== Reading text ==

The optimal systemic therapy for metastatic HLRCC-associated RCC has not yet been identified owing to the low incidence rate of this cancer. In our case, we selected ICI combination therapy as the first-line treatment. A few case reports have demonstrated the efficacy of ICI and/or TKI treatment [5–7]. However, Xu et al. recently reported the ICI plus TKI combination therapy was associated with favorable overall survival in a multicenter retrospective study of 77 cases of FH-deficient RCC, including HLRCC [4]. Conventionally, although histopathological findings of HLRCC-associated RCC include papillary RCC, in practice, many histological types of RCC have been reported [2]. In the future, although further studies are needed to clarify the optimal therapy for HLRCC-associated RCC, systemic therapy focused on the histopathology or germline mutations of the disease, such as poly ADP (ribose) polymerase inhibitors, will be selected.
The FH mutation in this case was thought to have been inherited from the patient’s mother because there was a high incidence of UL on the maternal side and because the patient’s maternal aunts also had kidney disease. Therefore, screening for the early detection and treatment of renal cancer may be necessary for the children of the patient’s maternal aunts as well. In the future, we would like to proactively contact such families, provide information, and perform preventive screening if possible. When FH mutations are identified, it is important to reach a definitive diagnosis and to thoroughly investigate blood relatives from the perspective of preventive medicine as part of the treatment of hereditary tumors.

===

> **Your tasks**:
[a] Print the stretch of the HLRCC case text from "The FH mutation" through "of hereditary tumors.", word for word.
[b] Please write what comes next in the HLRCC case text, starting after its last sentence.

== Extracted records ==

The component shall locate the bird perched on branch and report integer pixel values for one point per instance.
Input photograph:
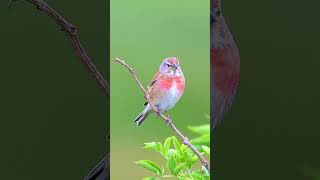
(225, 64)
(165, 90)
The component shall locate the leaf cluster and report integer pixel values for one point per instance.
(180, 160)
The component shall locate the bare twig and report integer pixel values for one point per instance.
(184, 140)
(72, 35)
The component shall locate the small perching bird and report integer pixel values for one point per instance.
(165, 90)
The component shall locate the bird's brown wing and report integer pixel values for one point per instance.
(153, 81)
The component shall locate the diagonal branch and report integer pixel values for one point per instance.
(184, 140)
(71, 32)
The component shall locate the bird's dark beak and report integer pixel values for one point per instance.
(174, 67)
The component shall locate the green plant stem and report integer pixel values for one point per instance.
(184, 140)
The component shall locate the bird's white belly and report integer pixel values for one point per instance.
(169, 99)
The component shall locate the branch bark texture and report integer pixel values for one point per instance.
(184, 140)
(71, 33)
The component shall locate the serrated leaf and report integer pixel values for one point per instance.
(178, 168)
(206, 149)
(196, 176)
(183, 148)
(166, 146)
(171, 153)
(202, 129)
(171, 165)
(176, 143)
(192, 161)
(151, 166)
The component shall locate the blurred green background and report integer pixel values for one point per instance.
(53, 115)
(272, 130)
(143, 33)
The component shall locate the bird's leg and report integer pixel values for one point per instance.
(168, 119)
(158, 111)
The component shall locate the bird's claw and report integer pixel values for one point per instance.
(185, 141)
(158, 112)
(168, 121)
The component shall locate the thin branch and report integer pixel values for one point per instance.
(184, 140)
(71, 32)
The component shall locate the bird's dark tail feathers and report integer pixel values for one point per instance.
(141, 117)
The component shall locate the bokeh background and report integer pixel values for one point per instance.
(272, 130)
(53, 116)
(143, 33)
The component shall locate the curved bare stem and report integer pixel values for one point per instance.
(71, 32)
(184, 140)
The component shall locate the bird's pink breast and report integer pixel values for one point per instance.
(167, 83)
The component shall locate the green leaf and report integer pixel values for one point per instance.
(150, 178)
(206, 150)
(151, 166)
(178, 168)
(192, 161)
(176, 143)
(202, 129)
(183, 148)
(159, 148)
(171, 165)
(166, 146)
(171, 153)
(196, 176)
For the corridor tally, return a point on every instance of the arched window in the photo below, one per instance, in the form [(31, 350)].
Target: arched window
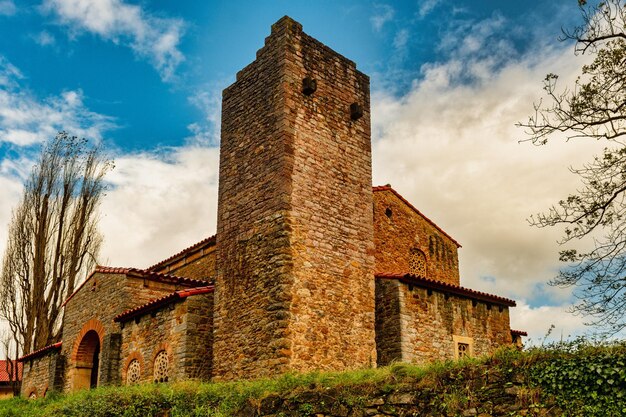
[(161, 367), (417, 263), (133, 372)]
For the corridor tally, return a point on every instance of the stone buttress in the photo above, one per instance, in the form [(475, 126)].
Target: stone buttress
[(295, 283)]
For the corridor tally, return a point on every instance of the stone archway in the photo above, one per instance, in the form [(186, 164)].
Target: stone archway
[(87, 362), (85, 356)]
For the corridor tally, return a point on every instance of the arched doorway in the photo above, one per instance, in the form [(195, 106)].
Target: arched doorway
[(87, 362)]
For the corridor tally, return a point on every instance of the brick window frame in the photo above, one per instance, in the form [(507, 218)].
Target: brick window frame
[(418, 263), (462, 344), (134, 356)]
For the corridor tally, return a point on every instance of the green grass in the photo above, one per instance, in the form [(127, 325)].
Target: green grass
[(577, 379)]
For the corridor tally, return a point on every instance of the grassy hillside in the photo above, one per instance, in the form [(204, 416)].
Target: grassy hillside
[(578, 379)]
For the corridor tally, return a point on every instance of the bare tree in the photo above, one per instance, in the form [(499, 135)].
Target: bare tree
[(53, 239), (593, 108)]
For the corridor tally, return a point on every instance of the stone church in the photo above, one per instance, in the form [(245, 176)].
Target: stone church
[(311, 267)]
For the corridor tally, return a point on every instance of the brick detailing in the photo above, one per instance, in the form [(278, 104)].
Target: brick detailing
[(400, 229), (79, 348), (295, 288), (133, 356), (183, 328), (429, 320), (196, 261)]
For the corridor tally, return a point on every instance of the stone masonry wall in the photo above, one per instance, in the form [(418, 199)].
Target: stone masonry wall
[(252, 294), (429, 320), (295, 287), (332, 308), (182, 329), (96, 304), (398, 229), (202, 267), (40, 374)]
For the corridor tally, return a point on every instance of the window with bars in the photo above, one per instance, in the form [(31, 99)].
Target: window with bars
[(417, 263), (133, 372), (462, 350), (161, 367)]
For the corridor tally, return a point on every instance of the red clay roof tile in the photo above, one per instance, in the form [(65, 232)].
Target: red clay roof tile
[(405, 201), (141, 273), (159, 302), (448, 288), (209, 241)]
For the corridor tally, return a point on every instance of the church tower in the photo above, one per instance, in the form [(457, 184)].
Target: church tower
[(295, 281)]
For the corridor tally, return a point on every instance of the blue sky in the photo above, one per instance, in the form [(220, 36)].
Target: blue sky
[(449, 81)]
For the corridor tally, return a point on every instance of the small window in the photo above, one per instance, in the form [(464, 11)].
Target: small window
[(463, 346), (161, 367), (417, 263), (462, 349), (133, 372)]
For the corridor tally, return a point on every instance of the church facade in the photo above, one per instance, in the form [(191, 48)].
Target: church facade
[(311, 267)]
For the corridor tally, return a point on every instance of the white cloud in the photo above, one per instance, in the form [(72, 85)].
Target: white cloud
[(44, 38), (451, 148), (26, 120), (401, 38), (159, 205), (7, 8), (538, 322), (427, 6), (209, 101), (384, 14), (151, 37)]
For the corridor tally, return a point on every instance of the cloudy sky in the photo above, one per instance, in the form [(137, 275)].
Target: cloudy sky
[(449, 82)]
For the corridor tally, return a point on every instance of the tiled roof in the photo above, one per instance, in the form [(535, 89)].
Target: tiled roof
[(209, 241), (444, 287), (4, 374), (40, 352), (388, 188), (140, 273), (159, 302)]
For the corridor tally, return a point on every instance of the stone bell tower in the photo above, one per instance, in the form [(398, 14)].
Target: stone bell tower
[(295, 283)]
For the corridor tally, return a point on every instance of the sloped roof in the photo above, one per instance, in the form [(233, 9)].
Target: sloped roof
[(444, 287), (139, 273), (4, 374), (41, 352), (204, 243), (159, 302), (405, 201)]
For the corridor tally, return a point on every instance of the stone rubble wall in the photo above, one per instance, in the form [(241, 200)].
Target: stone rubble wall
[(41, 375), (102, 298), (332, 306), (183, 329), (429, 319), (200, 266), (400, 230)]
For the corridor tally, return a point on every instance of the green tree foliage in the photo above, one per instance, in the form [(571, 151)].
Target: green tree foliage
[(593, 108)]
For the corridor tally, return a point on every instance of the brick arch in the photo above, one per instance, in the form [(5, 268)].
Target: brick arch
[(134, 355), (91, 325), (162, 346)]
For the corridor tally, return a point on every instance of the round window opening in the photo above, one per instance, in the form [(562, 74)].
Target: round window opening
[(133, 373), (161, 367)]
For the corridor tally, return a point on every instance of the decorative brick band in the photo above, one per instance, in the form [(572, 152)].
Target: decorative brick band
[(93, 324)]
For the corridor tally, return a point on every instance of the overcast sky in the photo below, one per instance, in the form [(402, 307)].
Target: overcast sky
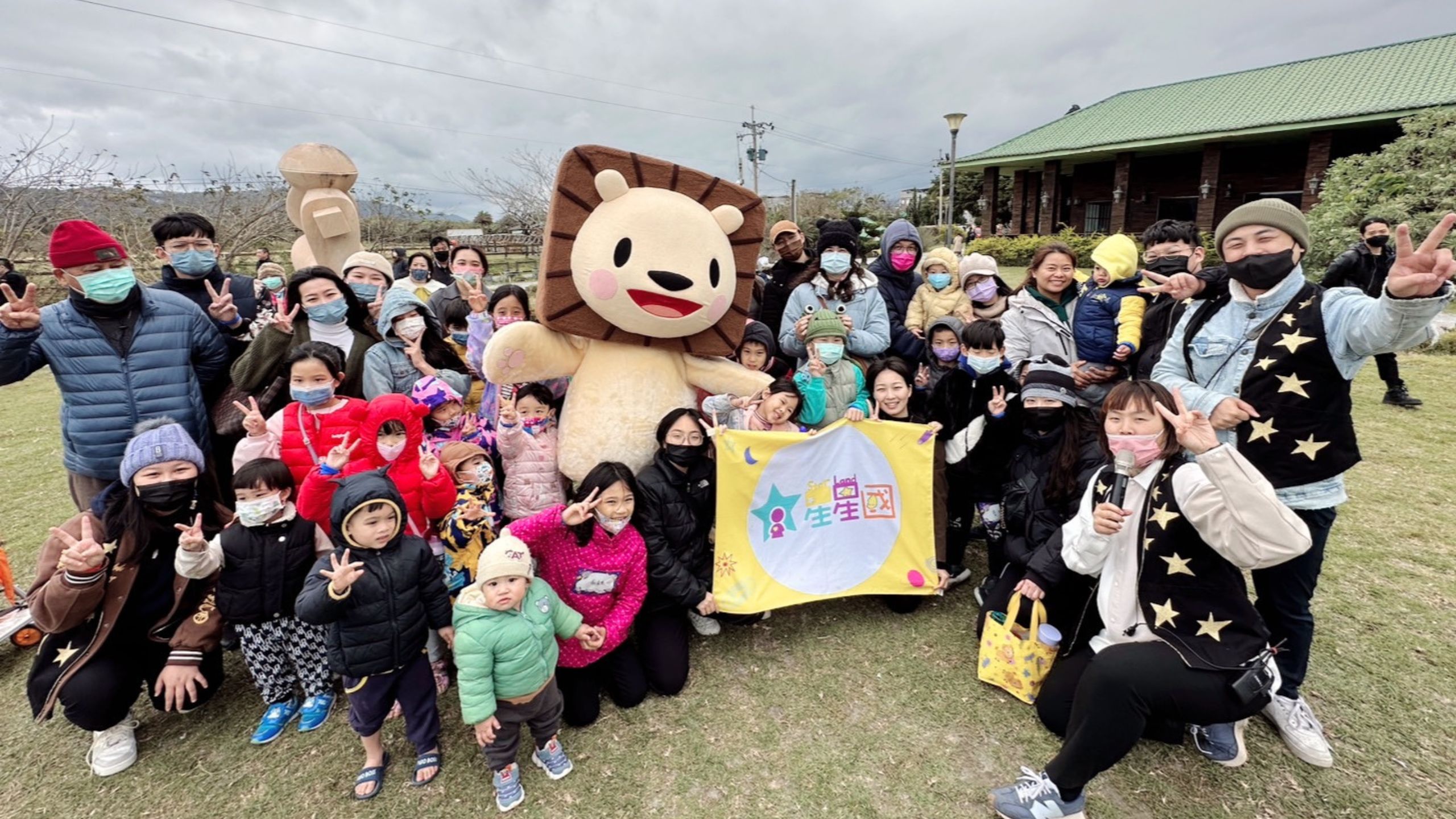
[(870, 76)]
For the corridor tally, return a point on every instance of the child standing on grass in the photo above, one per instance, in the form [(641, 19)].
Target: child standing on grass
[(264, 563), (507, 659), (380, 594)]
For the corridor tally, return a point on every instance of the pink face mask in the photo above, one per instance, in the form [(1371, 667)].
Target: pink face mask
[(901, 261), (1143, 448)]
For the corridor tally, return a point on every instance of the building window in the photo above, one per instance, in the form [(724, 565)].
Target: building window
[(1181, 209)]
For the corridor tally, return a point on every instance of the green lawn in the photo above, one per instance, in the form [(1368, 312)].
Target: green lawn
[(835, 709)]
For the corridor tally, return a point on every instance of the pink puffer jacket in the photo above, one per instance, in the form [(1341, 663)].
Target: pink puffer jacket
[(532, 481)]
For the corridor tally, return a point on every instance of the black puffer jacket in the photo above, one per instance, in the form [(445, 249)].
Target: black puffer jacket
[(675, 512), (385, 618)]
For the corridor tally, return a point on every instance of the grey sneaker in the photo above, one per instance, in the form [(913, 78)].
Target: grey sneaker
[(1034, 796), (1302, 732), (1222, 744)]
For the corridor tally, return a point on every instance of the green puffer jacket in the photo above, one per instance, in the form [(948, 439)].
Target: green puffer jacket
[(511, 653)]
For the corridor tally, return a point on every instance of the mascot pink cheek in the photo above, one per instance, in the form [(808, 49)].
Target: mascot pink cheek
[(603, 283)]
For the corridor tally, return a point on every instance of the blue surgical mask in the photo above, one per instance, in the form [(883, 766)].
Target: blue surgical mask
[(835, 263), (329, 312), (312, 397), (194, 263), (108, 286)]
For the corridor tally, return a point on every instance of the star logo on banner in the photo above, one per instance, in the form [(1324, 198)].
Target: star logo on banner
[(1293, 384), (1261, 431), (1212, 627), (1292, 340), (1178, 566), (1309, 446), (1165, 613)]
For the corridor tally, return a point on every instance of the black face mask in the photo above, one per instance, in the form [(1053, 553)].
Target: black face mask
[(1264, 270), (1168, 266), (168, 496)]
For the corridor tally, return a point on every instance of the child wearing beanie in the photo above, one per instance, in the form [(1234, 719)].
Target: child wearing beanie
[(506, 649), (940, 296)]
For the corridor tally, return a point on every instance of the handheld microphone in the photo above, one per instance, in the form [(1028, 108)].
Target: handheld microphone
[(1123, 467)]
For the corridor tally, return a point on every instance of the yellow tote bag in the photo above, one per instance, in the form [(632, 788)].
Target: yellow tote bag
[(1012, 659)]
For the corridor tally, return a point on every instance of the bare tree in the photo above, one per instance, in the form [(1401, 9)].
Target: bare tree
[(524, 195)]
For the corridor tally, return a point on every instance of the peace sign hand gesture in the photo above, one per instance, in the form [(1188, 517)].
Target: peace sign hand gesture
[(191, 538), (578, 514), (222, 309), (1193, 428), (1421, 271), (19, 312)]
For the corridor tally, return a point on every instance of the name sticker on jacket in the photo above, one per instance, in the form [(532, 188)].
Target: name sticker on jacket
[(592, 582)]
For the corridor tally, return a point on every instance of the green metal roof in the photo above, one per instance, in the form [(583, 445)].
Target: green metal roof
[(1351, 86)]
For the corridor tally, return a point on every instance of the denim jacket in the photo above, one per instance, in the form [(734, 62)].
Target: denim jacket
[(1356, 327)]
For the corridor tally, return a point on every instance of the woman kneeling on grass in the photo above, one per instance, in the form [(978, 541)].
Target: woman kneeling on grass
[(1181, 642), (105, 594)]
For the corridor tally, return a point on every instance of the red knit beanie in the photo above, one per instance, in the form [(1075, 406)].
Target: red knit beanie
[(77, 242)]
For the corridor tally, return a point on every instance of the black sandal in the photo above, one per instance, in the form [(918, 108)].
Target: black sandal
[(372, 774), (425, 761)]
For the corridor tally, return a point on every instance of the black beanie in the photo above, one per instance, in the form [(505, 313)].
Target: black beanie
[(839, 232)]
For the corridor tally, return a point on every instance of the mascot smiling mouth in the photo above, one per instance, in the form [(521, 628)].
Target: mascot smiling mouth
[(661, 305)]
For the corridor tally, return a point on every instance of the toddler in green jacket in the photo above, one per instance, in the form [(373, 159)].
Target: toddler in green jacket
[(506, 653)]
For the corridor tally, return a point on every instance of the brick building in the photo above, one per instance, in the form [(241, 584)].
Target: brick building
[(1200, 148)]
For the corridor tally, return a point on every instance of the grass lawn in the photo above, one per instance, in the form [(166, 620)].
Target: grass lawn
[(835, 709)]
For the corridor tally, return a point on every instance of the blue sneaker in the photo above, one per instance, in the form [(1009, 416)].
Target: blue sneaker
[(276, 719), (1222, 744), (552, 760), (315, 710), (1034, 796), (508, 792)]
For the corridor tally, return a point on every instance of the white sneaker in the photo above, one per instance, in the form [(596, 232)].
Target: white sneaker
[(704, 626), (1302, 732), (114, 750)]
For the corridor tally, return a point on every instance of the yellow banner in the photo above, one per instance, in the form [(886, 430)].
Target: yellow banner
[(845, 512)]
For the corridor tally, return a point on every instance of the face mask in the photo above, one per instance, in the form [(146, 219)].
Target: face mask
[(312, 397), (329, 312), (108, 286), (410, 328), (983, 292), (835, 264), (365, 292), (1145, 448), (982, 365), (258, 512), (830, 353), (1264, 270), (194, 263), (168, 496), (1168, 266), (1044, 419), (612, 527)]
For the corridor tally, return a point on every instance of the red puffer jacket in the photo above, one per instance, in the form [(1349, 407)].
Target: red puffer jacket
[(425, 499)]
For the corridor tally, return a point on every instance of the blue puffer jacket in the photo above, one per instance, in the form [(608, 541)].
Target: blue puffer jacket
[(175, 350)]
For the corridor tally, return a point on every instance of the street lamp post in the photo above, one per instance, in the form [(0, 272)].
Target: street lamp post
[(954, 121)]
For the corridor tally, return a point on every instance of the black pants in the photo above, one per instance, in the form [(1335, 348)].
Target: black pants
[(1285, 592), (1103, 704), (619, 672), (101, 694), (1388, 367)]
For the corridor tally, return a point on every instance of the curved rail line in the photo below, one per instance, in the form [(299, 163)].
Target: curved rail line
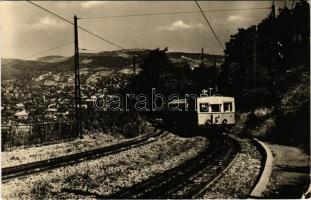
[(185, 180), (9, 173)]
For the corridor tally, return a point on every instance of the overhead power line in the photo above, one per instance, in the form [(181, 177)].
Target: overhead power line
[(209, 25), (42, 52), (171, 13), (82, 28)]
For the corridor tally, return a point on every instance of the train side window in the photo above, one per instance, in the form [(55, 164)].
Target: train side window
[(204, 107), (227, 107), (216, 107)]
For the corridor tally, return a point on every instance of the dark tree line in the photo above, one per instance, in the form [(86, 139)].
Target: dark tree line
[(261, 61)]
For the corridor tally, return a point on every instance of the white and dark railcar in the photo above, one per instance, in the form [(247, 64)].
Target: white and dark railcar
[(204, 111)]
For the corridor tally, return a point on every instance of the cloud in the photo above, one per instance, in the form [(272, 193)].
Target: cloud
[(235, 18), (180, 25), (89, 4), (47, 23)]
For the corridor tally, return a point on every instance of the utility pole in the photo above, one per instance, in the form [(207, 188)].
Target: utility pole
[(134, 64), (254, 56), (77, 80)]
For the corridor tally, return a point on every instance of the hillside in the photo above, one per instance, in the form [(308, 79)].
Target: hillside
[(51, 58), (21, 69)]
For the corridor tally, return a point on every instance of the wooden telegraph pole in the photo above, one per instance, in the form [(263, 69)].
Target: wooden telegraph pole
[(77, 80), (202, 57), (134, 64)]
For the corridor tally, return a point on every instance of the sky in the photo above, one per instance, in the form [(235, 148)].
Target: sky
[(27, 30)]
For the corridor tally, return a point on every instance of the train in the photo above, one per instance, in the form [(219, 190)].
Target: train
[(208, 111)]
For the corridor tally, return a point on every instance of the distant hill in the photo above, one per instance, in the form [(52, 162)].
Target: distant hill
[(17, 69), (51, 58)]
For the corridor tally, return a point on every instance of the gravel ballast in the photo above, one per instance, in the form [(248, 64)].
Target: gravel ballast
[(109, 174), (241, 177)]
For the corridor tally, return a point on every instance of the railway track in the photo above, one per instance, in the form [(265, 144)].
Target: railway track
[(187, 180), (9, 173)]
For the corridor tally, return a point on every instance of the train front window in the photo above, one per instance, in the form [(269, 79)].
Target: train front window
[(227, 107), (204, 107), (216, 107)]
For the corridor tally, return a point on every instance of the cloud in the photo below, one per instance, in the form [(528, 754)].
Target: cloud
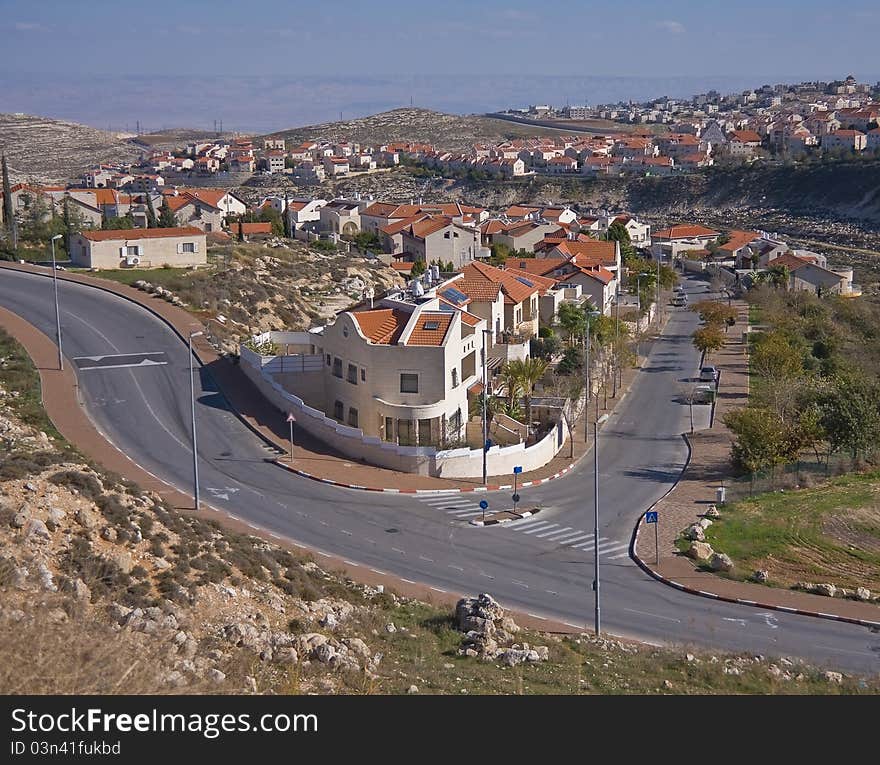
[(673, 27), (28, 26)]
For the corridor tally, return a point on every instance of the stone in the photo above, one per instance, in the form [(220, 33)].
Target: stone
[(37, 531), (699, 551), (720, 562), (216, 676)]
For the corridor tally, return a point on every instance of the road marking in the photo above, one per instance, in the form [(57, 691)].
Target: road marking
[(584, 545), (555, 531), (656, 616)]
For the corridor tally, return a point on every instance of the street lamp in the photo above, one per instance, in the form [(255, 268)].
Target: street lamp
[(57, 309), (485, 413), (192, 396), (596, 425), (587, 343)]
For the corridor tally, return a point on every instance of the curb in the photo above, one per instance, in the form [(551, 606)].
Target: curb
[(519, 517), (423, 492), (724, 598)]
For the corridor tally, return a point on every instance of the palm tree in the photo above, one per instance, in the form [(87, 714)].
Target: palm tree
[(527, 373)]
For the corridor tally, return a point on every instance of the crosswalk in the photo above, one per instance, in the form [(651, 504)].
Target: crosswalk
[(459, 507)]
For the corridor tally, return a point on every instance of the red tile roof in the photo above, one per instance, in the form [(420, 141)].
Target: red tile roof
[(140, 233)]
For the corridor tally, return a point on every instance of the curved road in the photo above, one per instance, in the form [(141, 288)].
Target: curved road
[(542, 566)]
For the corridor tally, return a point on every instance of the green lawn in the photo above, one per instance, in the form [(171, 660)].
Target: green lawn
[(829, 533)]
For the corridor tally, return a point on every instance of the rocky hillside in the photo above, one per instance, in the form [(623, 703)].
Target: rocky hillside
[(54, 151), (105, 588)]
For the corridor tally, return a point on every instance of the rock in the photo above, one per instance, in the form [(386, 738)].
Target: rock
[(720, 562), (216, 676), (36, 531), (699, 551)]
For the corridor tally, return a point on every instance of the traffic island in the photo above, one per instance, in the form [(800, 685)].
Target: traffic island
[(504, 516)]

===

> **Results for each task**:
[a]
The FH mutation in this case was thought to have been inherited from the patient’s mother because there was a high incidence of UL on the maternal side and because the patient’s maternal aunts also had kidney disease. Therefore, screening for the early detection and treatment of renal cancer may be necessary for the children of the patient’s maternal aunts as well. In the future, we would like to proactively contact such families, provide information, and perform preventive screening if possible. When FH mutations are identified, it is important to reach a definitive diagnosis and to thoroughly investigate blood relatives from the perspective of preventive medicine as part of the treatment of hereditary tumors.

[b]
In conclusion, we report a patient with HLRCC-associated RCC treated with IPI plus NIVO combination, CABO, AXI, and rechallenge NIVO. We also created a new family tree for FH mutations.
Conflict of interest
The authors declare no conflicts of interest.
Approval of the research protocol by the Institutional Review Board (IRB)
This case report was approved by the IRB of Shimane University Hospital (approval no. 6892).
Consent
Written informed consent was obtained from patient.
Contributor Information
Ichiro Tsuboi, Department of Urology, Shimane University Faculty of Medicine, Izumo, Japan.
Momoko Araki, Department of Clinical Genetics Unit, Shimane University Faculty of Medicine, Izumo, Japan.
Shuhei Yokoyama, Department of Urology, Shimane University Faculty of Medicine, Izumo, Japan.
Gen Tanaka, Department of Urology, Shimane University Faculty of Medicine, Izumo, Japan.
Kazutaka Mitani, Department of Urology, Shimane University Faculty of Medicine, Izumo, Japan.
Saori Yosioka, Department of Urology, Shimane University Faculty of Medicine, Izumo, Japan.
Yusuke Kobayashi, Department of Urology, Shimane University Faculty of Medicine, Izumo, Japan.
Hirochika Nakajima, Department of Urology, Shimane University Faculty of Medicine, Izumo, Japan.
Taichi Nagami, Department of Urology, Shimane University Faculty of Medicine, Izumo, Japan.
Kohei Ogawa, Department of Urology, Shimane University Faculty of Medicine, Izumo, Japan.
Chiaki Koike, Department of Urology, Shimane University Faculty of Medicine, Izumo, Japan.
Koichiro Wada, Department of Urology, Shimane University Faculty of Medicine, Izumo, Japan.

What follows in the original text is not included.